## Records for this task

** start **

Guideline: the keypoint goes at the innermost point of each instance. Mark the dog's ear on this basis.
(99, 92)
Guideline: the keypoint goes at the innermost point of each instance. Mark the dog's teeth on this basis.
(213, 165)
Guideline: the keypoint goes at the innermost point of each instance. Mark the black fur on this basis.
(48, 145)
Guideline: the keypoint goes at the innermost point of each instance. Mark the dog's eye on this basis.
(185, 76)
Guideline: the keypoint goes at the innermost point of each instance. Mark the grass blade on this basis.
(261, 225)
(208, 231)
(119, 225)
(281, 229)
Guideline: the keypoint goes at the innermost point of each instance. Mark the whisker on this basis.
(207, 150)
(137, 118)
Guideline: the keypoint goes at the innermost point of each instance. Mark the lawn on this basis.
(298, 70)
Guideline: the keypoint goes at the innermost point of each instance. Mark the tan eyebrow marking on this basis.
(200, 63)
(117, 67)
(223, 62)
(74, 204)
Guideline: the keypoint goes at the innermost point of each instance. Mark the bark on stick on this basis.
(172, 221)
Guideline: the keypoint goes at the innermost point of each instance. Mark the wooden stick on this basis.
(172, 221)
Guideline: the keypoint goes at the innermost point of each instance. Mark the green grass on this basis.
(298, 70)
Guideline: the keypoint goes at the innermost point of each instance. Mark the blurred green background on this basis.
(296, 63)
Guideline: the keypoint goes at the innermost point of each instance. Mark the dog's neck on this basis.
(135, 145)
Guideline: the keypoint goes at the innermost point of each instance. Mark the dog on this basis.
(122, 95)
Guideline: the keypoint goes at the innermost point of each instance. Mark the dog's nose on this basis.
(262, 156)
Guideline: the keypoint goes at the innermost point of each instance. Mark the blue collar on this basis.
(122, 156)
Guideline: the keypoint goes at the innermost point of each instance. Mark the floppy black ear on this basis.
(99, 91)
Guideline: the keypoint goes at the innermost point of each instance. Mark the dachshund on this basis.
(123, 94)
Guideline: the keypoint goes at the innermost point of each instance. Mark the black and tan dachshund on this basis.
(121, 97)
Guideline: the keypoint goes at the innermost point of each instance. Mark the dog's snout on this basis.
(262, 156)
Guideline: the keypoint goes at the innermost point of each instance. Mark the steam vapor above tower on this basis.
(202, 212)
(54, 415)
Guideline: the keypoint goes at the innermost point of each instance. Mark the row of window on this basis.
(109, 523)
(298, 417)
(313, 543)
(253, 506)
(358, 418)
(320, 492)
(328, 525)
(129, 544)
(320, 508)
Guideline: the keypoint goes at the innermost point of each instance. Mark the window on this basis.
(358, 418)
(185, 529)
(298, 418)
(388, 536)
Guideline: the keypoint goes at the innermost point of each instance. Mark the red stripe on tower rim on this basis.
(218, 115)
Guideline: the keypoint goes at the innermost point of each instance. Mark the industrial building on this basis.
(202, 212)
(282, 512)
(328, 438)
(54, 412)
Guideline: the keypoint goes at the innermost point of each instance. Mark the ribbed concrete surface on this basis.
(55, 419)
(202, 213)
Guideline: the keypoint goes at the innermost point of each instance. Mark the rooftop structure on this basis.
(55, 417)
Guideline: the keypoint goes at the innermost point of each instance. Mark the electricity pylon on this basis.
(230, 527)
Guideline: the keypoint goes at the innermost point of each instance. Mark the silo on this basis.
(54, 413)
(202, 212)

** end **

## Exercise requirements
Copy every line from the one containing "pylon on this basis." through the end of the entries, requests included, and offset each coordinate in the answers by -82.

## Answer
Guideline: the keypoint goes at the innermost point of each instance. Mark the electricity pylon on this basis.
(148, 445)
Guideline: the keypoint goes at the innermost point of each instance. Mark the silo on this basis.
(-28, 331)
(120, 130)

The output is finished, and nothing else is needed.